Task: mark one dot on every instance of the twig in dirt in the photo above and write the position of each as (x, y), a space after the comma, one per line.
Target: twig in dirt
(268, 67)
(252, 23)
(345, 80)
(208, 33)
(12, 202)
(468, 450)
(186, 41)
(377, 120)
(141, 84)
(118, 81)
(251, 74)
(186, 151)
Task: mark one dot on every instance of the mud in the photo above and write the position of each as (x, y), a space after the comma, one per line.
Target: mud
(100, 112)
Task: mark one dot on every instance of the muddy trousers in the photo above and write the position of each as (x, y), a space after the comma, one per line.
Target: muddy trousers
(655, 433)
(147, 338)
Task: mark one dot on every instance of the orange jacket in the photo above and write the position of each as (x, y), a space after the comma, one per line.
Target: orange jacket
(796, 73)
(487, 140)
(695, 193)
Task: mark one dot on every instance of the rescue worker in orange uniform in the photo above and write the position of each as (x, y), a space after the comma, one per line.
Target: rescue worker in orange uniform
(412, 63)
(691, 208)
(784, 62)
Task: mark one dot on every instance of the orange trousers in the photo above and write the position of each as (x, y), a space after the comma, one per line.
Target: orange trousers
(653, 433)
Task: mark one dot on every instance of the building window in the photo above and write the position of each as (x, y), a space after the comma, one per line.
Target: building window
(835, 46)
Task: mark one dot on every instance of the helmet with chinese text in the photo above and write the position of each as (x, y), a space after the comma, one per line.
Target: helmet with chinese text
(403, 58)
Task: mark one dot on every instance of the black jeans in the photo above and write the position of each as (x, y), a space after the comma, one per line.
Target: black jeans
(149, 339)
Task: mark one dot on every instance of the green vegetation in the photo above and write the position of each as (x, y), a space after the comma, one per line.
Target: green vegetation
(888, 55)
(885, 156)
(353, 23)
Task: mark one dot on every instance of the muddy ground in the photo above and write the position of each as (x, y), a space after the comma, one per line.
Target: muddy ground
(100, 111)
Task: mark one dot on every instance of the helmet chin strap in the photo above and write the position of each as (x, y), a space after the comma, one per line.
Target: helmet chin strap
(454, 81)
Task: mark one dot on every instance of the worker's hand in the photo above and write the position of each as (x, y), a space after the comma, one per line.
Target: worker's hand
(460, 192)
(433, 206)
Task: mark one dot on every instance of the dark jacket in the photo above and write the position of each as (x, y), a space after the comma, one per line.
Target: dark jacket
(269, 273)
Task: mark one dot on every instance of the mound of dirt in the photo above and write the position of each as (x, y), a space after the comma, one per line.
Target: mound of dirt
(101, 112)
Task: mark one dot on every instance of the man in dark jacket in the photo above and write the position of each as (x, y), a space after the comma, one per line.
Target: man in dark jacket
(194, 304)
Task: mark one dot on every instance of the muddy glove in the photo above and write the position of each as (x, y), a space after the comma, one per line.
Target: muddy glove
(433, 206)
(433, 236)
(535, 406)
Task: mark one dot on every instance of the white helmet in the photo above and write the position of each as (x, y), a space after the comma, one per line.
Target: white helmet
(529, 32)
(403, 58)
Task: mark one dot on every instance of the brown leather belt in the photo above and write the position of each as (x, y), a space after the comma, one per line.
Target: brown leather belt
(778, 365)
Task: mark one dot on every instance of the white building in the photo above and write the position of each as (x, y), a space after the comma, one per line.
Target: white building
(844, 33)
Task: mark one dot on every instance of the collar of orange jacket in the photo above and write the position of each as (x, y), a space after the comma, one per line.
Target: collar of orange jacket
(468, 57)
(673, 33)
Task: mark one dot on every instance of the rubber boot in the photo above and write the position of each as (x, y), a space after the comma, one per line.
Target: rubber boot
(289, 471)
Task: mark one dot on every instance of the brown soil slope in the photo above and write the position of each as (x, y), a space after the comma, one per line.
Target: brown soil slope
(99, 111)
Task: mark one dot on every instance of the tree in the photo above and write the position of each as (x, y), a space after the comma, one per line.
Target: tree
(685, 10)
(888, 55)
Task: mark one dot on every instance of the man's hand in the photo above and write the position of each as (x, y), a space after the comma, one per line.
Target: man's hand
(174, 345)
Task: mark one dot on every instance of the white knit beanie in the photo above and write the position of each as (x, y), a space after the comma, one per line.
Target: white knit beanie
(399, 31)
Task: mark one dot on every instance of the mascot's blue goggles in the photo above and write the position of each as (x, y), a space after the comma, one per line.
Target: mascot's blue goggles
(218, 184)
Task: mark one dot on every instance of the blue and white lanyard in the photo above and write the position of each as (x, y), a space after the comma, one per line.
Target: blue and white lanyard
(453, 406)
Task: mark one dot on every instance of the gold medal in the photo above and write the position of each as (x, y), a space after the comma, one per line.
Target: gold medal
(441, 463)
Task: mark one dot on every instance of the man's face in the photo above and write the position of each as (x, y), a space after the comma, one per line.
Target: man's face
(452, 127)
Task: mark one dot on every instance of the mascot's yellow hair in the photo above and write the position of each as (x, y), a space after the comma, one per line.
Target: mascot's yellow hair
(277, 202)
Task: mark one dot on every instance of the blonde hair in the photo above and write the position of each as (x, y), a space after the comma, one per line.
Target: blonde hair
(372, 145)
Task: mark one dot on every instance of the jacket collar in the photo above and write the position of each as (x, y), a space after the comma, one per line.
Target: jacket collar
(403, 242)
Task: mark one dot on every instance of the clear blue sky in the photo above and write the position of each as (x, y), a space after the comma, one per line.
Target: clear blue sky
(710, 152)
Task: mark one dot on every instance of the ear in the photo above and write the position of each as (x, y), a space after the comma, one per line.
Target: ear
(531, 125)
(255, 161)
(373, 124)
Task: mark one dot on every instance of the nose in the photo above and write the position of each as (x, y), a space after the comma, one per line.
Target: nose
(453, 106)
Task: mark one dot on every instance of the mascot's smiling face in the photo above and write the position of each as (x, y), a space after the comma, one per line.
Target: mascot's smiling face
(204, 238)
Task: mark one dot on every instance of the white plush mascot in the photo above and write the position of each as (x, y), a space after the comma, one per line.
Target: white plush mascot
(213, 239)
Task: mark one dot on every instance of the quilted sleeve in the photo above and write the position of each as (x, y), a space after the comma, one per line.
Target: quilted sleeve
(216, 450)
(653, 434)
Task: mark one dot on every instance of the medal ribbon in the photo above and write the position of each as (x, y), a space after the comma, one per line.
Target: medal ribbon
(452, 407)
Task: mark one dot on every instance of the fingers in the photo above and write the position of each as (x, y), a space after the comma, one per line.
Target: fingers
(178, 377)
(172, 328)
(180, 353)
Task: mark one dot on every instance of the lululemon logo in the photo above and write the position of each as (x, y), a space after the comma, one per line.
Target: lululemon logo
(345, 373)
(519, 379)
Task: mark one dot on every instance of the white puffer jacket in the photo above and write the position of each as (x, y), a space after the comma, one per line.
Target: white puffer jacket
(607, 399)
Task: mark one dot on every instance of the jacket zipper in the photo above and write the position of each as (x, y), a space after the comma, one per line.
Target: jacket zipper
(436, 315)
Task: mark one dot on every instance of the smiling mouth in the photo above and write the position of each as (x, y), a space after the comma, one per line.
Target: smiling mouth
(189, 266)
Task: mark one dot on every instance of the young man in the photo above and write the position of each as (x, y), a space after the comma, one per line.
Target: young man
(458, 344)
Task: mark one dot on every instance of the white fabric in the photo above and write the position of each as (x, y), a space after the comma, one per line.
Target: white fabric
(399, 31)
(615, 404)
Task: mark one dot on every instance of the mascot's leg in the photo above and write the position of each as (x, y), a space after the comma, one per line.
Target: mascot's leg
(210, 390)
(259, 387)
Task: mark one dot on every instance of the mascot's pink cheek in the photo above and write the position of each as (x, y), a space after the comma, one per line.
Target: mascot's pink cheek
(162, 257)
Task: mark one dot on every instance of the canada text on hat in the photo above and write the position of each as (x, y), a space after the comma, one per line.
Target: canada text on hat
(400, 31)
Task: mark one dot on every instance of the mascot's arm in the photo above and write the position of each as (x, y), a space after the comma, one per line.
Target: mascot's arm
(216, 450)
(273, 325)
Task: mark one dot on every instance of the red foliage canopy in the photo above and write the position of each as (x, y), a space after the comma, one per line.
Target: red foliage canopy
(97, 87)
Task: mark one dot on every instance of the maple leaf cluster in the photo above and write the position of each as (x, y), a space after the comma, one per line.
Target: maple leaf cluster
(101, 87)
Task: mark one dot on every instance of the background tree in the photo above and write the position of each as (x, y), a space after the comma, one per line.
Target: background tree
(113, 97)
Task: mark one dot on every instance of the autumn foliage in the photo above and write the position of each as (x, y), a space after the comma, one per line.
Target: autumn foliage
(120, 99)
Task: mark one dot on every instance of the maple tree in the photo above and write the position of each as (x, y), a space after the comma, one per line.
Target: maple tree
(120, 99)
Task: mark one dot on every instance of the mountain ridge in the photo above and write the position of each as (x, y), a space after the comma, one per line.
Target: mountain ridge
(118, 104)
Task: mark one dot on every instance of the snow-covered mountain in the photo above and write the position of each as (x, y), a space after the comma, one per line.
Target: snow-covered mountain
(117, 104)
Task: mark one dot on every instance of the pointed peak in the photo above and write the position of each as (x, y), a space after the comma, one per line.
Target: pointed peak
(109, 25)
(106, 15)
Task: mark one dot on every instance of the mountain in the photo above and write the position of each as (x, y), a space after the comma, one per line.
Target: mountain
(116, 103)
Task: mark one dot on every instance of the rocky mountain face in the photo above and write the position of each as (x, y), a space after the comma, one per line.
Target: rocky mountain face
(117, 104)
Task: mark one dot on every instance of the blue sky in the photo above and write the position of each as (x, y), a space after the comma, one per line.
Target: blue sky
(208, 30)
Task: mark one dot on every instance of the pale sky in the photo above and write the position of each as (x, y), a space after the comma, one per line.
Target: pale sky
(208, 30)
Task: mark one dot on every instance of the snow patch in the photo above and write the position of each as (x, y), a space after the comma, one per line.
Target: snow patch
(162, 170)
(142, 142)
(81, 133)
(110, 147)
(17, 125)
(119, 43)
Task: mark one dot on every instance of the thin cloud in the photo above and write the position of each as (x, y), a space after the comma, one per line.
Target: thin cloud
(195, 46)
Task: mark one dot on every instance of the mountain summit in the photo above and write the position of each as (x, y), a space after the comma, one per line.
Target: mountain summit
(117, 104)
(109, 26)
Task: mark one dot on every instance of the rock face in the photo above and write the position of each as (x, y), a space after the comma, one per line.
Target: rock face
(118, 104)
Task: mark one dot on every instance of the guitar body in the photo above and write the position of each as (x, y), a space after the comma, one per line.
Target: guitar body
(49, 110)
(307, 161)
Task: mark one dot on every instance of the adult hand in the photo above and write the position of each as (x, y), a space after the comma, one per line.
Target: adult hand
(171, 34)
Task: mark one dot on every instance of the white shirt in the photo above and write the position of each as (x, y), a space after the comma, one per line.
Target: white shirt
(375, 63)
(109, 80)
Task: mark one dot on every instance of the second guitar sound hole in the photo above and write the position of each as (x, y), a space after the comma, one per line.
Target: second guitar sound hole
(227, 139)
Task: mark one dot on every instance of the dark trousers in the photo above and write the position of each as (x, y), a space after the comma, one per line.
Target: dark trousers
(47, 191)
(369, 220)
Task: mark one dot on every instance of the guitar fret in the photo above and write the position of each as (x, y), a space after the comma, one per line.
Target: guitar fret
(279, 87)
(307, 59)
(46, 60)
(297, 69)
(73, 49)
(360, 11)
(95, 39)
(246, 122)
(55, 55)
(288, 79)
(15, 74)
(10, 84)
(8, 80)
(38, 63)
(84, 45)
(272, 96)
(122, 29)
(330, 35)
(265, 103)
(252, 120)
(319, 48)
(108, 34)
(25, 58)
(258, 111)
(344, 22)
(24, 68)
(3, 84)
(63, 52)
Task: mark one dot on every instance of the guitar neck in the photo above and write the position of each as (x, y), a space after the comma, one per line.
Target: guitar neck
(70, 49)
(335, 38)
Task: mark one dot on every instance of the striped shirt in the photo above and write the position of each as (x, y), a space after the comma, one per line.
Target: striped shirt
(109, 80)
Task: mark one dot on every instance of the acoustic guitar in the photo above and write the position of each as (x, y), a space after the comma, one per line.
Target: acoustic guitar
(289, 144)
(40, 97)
========================================================================
Reproduce the records above line by line, without any change, up to and including the line that holds "Task: mark one dot on every instance of the mud in".

Task: mark one dot on every instance of the twig in dirt in the photo above and write the position of each as (x, y), a space after the comma, one per line.
Target: twig in dirt
(268, 67)
(252, 23)
(345, 80)
(208, 33)
(12, 202)
(468, 450)
(186, 41)
(377, 120)
(141, 84)
(118, 81)
(251, 74)
(186, 151)
Task: mark one dot on every instance of the mud in the photo above and write the position of each as (x, y), a space after the comma, one per line.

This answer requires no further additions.